[Saved data entries]

Segment Open

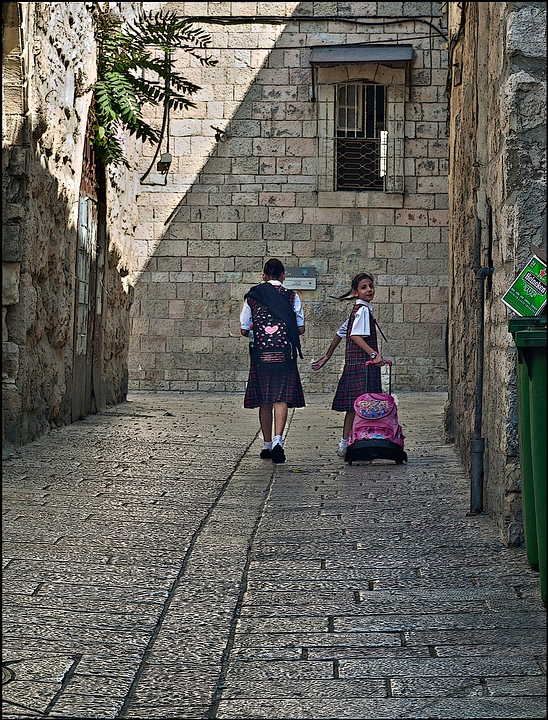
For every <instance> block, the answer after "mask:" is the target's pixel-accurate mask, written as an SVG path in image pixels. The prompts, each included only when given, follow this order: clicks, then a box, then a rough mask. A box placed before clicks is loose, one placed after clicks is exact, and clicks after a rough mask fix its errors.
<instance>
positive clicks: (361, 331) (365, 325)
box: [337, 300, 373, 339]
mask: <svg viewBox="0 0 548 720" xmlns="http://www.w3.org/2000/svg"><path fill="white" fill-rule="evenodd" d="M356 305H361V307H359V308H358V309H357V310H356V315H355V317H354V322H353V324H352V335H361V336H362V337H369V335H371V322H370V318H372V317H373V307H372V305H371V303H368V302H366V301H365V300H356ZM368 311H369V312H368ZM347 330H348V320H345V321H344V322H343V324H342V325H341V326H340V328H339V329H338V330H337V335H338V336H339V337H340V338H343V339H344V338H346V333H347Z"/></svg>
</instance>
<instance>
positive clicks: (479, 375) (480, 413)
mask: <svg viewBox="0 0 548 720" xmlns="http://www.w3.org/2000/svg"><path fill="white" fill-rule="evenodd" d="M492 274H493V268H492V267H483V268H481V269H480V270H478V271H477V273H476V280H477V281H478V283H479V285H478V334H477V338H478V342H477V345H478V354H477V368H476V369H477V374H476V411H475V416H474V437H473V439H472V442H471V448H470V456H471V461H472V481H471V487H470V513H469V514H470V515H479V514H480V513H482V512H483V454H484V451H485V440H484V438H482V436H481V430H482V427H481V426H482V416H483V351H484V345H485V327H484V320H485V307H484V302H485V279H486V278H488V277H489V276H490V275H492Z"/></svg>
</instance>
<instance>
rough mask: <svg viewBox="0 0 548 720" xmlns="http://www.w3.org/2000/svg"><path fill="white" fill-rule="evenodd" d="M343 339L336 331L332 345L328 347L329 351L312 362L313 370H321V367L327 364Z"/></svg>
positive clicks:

Segment Closed

## Task prompt
Render every line of the material above as a JSON array of strings, one string per line, skipping blank lines. Leave the pictures out of the array.

## Written solution
[
  "For every <instance> block, the answer after \"mask:\" is the target's pixel-accurate mask, written as an SVG path in image pixels. The prompts, each included only when given, follow this order: clicks, then a box, then a rough mask. A box placed before clicks is loose, one placed after clicks is exact, and clicks after a rough mask fix its errors.",
  "<instance>",
  "positive clicks: (361, 331) (365, 325)",
  "box: [337, 300, 373, 339]",
  "mask: <svg viewBox=\"0 0 548 720\" xmlns=\"http://www.w3.org/2000/svg\"><path fill=\"white\" fill-rule=\"evenodd\" d=\"M356 305H361V307H359V308H358V309H357V310H356V315H355V317H354V322H353V324H352V335H361V336H362V337H369V335H371V322H370V318H372V317H373V307H372V305H371V303H368V302H366V301H365V300H356ZM368 311H369V312H368ZM347 330H348V320H345V321H344V322H343V324H342V325H341V326H340V328H339V329H338V330H337V335H338V336H339V337H340V338H343V339H344V338H346V333H347Z\"/></svg>",
  "</instance>",
  "<instance>",
  "positive clicks: (479, 375) (480, 413)",
  "mask: <svg viewBox=\"0 0 548 720\" xmlns=\"http://www.w3.org/2000/svg\"><path fill=\"white\" fill-rule=\"evenodd\" d=\"M492 274H493V268H492V267H483V268H481V269H480V270H478V271H477V273H476V280H477V281H478V283H479V285H478V334H477V338H478V342H477V345H478V354H477V368H476V369H477V374H476V411H475V416H474V437H473V439H472V442H471V448H470V456H471V461H472V481H471V487H470V513H469V514H470V515H479V514H480V513H482V512H483V454H484V451H485V440H484V438H482V436H481V430H482V427H481V426H482V416H483V351H484V345H485V327H484V320H485V307H484V302H485V279H486V278H488V277H489V276H490V275H492Z\"/></svg>",
  "</instance>",
  "<instance>",
  "rough mask: <svg viewBox=\"0 0 548 720\" xmlns=\"http://www.w3.org/2000/svg\"><path fill=\"white\" fill-rule=\"evenodd\" d=\"M343 339L336 331L332 345L328 347L329 351L312 362L313 370H321V367L327 364Z\"/></svg>",
  "positive clicks:"
]